▶ [About this task]
Could you transcribe every record below exactly as it stands?

▶ [Data excerpts]
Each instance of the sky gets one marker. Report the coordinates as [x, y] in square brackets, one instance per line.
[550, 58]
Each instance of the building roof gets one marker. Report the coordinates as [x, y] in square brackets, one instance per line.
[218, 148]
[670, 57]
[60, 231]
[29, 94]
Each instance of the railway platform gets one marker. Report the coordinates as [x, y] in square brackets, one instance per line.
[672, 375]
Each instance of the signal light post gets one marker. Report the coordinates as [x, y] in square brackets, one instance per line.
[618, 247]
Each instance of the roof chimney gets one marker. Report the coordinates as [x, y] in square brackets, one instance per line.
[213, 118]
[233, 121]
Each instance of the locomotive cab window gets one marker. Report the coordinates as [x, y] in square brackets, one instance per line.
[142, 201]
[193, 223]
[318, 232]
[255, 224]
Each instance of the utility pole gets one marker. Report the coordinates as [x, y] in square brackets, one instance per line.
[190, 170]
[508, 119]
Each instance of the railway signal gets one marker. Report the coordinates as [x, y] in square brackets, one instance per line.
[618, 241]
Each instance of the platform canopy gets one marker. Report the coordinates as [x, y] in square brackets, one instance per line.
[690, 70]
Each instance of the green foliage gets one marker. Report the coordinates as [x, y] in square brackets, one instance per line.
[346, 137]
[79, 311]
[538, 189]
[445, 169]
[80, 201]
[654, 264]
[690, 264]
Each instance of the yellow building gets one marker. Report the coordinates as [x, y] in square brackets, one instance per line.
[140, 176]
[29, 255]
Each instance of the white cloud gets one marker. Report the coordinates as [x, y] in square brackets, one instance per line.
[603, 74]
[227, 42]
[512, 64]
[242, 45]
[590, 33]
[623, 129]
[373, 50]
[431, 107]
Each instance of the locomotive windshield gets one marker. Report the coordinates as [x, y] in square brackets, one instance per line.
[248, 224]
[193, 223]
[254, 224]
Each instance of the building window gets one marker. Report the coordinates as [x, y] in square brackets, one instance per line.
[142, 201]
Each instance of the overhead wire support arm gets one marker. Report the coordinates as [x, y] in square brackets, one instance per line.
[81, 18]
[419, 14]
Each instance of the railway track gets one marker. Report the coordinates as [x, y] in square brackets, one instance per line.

▶ [Response box]
Each instance of the sky gets one marker. Report the coordinates as [x, y] in square brackets, one instance per line.
[550, 58]
Each instance of the building roof gets one marker. Report the coordinates as [x, y] in square brackets, one instance per line.
[218, 148]
[670, 57]
[60, 231]
[29, 94]
Each instance of the railway platform gets one marker. Report the coordinates as [x, y] in square brackets, one instance per line.
[672, 375]
Each instance of the signal light post gets one marker. Report the coordinates as [x, y] in square brackets, one instance per line.
[618, 247]
Each instance of the roof chimney gets one marker. Report the coordinates as [x, y] in square brackets, one instance per line.
[213, 118]
[233, 121]
Each instance of the locomotive cab window gets one marker. Report the coordinates as [x, y] in square brackets, one instance per line.
[142, 201]
[193, 223]
[318, 232]
[255, 224]
Each instance of the utility pole gets one marker. Report the coordinates as [x, y] in square brackets, one instance per line.
[190, 170]
[508, 119]
Each instance of the railway signal gets one marker. Report the coordinates as [x, y] in square brackets, one instance per line.
[618, 241]
Each instance of the platform canopy gets one marker. Report the coordinates as [x, y] in square brackets, one instance per line.
[690, 70]
Each instance of the green foliage gets one marker. Report the coordinates as [x, y] in square brackets, one instance per line.
[346, 137]
[79, 311]
[538, 189]
[445, 169]
[80, 201]
[654, 264]
[690, 264]
Each instance of the yellow building gets one marker. Report the coordinates as [x, y] in square brackets, one instance per line.
[140, 176]
[29, 255]
Each instance of the white cloud gets one marker. Report the coordinates as [x, y] in square brackets, one instance per line.
[603, 74]
[227, 42]
[512, 64]
[242, 45]
[590, 33]
[623, 129]
[373, 50]
[431, 107]
Each instance of the locomotive windshield gets one marker. Report the coordinates as [x, y] in square brackets, one instance per line.
[248, 224]
[193, 223]
[254, 224]
Each instance of the building window gets one marker. Report the coordinates as [x, y] in square brackets, one instance per line.
[142, 201]
Each instance of the overhead wire support arm gets one marker. Report the coordinates as [x, y] in square brackets, one instance per line.
[81, 18]
[419, 14]
Each instance of the railway track gets one marker. Report the coordinates as [x, y] in square brackets, one instance per line.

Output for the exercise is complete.